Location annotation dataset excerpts
—————

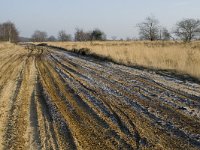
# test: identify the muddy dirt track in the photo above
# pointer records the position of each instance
(52, 99)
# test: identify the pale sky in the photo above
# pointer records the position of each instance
(114, 17)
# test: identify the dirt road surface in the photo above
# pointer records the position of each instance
(52, 99)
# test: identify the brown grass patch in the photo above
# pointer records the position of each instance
(180, 57)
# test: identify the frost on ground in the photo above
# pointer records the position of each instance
(52, 99)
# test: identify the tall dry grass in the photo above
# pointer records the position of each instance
(184, 58)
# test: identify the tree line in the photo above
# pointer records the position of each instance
(8, 32)
(80, 35)
(150, 29)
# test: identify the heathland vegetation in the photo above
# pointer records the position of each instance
(156, 46)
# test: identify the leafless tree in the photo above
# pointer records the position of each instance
(62, 36)
(97, 35)
(164, 34)
(51, 39)
(8, 32)
(80, 35)
(149, 29)
(188, 29)
(39, 36)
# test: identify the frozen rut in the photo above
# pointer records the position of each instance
(54, 99)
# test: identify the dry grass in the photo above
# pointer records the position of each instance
(181, 57)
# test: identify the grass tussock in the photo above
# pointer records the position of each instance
(184, 58)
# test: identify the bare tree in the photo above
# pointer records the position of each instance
(164, 34)
(39, 36)
(8, 32)
(149, 29)
(80, 35)
(188, 29)
(62, 36)
(97, 35)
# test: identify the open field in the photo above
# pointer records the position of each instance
(54, 99)
(180, 57)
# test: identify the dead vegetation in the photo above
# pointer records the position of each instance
(180, 57)
(53, 99)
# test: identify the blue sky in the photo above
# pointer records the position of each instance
(114, 17)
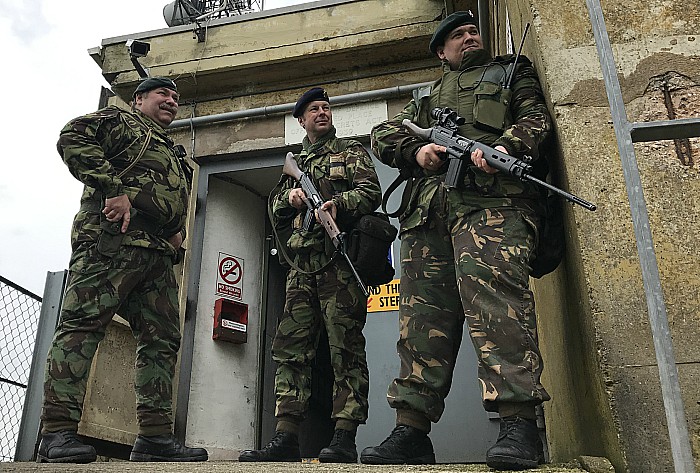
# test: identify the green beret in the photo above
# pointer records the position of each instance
(307, 97)
(448, 24)
(154, 83)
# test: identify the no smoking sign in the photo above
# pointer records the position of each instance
(229, 276)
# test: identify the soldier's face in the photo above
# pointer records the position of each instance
(316, 119)
(460, 40)
(159, 104)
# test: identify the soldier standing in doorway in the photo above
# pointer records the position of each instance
(321, 290)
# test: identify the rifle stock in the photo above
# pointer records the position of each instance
(314, 202)
(459, 149)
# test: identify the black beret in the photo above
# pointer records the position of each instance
(154, 83)
(448, 24)
(309, 96)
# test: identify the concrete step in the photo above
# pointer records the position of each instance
(599, 466)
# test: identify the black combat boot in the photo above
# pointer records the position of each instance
(404, 445)
(164, 448)
(342, 448)
(284, 447)
(64, 447)
(518, 446)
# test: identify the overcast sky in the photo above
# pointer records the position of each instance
(49, 79)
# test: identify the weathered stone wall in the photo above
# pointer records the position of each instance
(593, 315)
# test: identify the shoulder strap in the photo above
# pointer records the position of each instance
(146, 142)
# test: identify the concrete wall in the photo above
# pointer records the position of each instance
(595, 304)
(224, 386)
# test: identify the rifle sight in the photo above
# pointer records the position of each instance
(447, 117)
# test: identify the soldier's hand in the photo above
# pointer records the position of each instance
(480, 162)
(118, 208)
(328, 206)
(176, 240)
(297, 198)
(428, 156)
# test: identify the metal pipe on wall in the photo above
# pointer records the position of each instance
(365, 96)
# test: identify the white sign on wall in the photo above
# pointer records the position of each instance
(349, 120)
(229, 276)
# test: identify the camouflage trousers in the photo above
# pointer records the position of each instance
(331, 298)
(467, 261)
(140, 285)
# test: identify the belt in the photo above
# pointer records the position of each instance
(139, 220)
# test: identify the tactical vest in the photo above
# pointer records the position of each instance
(477, 94)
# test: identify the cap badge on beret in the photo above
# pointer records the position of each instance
(448, 24)
(311, 95)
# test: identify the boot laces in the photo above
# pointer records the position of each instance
(396, 437)
(276, 440)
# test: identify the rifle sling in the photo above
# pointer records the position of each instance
(282, 246)
(404, 175)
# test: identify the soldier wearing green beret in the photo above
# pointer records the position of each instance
(126, 238)
(321, 292)
(466, 252)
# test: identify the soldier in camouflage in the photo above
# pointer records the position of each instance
(466, 252)
(125, 239)
(320, 289)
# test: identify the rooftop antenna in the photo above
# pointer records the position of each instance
(185, 12)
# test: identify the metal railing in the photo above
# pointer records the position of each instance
(19, 316)
(628, 133)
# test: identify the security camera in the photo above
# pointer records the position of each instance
(137, 48)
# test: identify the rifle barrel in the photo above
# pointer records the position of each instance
(570, 197)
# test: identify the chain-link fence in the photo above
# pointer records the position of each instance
(19, 317)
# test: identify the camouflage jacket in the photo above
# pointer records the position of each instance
(342, 171)
(100, 146)
(478, 82)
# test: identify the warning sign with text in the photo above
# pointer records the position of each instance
(229, 276)
(384, 298)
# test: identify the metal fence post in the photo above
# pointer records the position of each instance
(50, 308)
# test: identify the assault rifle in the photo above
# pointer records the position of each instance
(459, 149)
(314, 202)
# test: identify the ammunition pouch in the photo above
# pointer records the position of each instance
(491, 107)
(110, 238)
(368, 246)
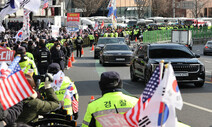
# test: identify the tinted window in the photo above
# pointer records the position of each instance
(117, 47)
(209, 43)
(169, 52)
(108, 40)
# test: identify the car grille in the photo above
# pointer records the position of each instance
(188, 68)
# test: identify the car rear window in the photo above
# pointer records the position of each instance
(117, 47)
(209, 43)
(108, 40)
(170, 52)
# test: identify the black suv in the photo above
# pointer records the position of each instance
(187, 68)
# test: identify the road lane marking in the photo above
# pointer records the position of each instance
(198, 107)
(207, 61)
(99, 68)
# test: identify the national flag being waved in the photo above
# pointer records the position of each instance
(6, 71)
(15, 88)
(132, 116)
(69, 94)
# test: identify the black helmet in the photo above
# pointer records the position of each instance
(110, 81)
(53, 68)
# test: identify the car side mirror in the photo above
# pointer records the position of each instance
(141, 56)
(197, 55)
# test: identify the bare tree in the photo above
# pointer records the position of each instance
(162, 8)
(198, 6)
(142, 7)
(88, 6)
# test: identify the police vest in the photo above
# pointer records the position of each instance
(27, 65)
(43, 54)
(61, 94)
(105, 105)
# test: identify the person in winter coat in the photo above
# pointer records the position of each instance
(57, 56)
(34, 106)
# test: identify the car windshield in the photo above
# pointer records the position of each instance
(209, 43)
(170, 52)
(117, 47)
(108, 40)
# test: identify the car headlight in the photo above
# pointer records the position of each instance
(154, 66)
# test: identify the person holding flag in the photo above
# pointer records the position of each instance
(112, 100)
(67, 92)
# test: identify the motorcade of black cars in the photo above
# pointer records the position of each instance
(101, 43)
(116, 54)
(187, 68)
(207, 48)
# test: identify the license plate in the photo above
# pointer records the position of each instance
(181, 74)
(120, 59)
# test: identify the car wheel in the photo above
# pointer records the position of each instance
(147, 76)
(132, 75)
(199, 84)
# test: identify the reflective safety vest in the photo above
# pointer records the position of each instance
(105, 35)
(116, 34)
(91, 37)
(49, 45)
(61, 94)
(27, 65)
(28, 54)
(105, 105)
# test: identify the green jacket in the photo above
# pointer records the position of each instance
(34, 107)
(61, 93)
(105, 105)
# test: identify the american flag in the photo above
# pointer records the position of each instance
(8, 71)
(132, 116)
(70, 95)
(15, 88)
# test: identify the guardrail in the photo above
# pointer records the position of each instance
(201, 34)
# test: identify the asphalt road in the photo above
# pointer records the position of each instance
(197, 108)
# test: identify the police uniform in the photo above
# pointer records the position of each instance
(54, 68)
(113, 100)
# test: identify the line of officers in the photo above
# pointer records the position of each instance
(27, 111)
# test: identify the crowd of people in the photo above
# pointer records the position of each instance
(43, 56)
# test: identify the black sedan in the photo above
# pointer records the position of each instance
(115, 53)
(207, 48)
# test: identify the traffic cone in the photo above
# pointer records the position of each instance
(82, 52)
(92, 98)
(72, 57)
(69, 62)
(136, 39)
(92, 49)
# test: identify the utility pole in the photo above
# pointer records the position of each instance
(150, 8)
(173, 2)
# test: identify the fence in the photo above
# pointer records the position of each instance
(165, 35)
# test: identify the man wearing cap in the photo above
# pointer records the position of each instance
(27, 65)
(53, 69)
(112, 100)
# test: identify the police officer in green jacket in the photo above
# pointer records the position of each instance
(91, 38)
(112, 100)
(54, 68)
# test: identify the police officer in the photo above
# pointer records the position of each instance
(42, 57)
(112, 100)
(79, 43)
(27, 65)
(53, 69)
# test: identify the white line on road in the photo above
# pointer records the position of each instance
(207, 61)
(198, 107)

—————

GIVEN EXERCISE
Edit the lines from the one containing "# test: identify the man" through the end of the records, replacing "police officer" with "patrol officer" and leaving everything else unchanged.

FINAL RESULT
# test: identify the man wearing cap in the photo above
# pointer records the position of each instance
(27, 65)
(53, 69)
(112, 100)
# test: identify the patrol officer in green jacket in the photo above
# pointer records the position of each instance
(91, 38)
(112, 100)
(54, 68)
# test: identify the patrol officer in the photo above
# pointer records the position of each instance
(42, 57)
(112, 100)
(79, 43)
(27, 65)
(53, 69)
# test: identify the white line on road in the photo above
# pointer records the position of each instance
(207, 61)
(198, 107)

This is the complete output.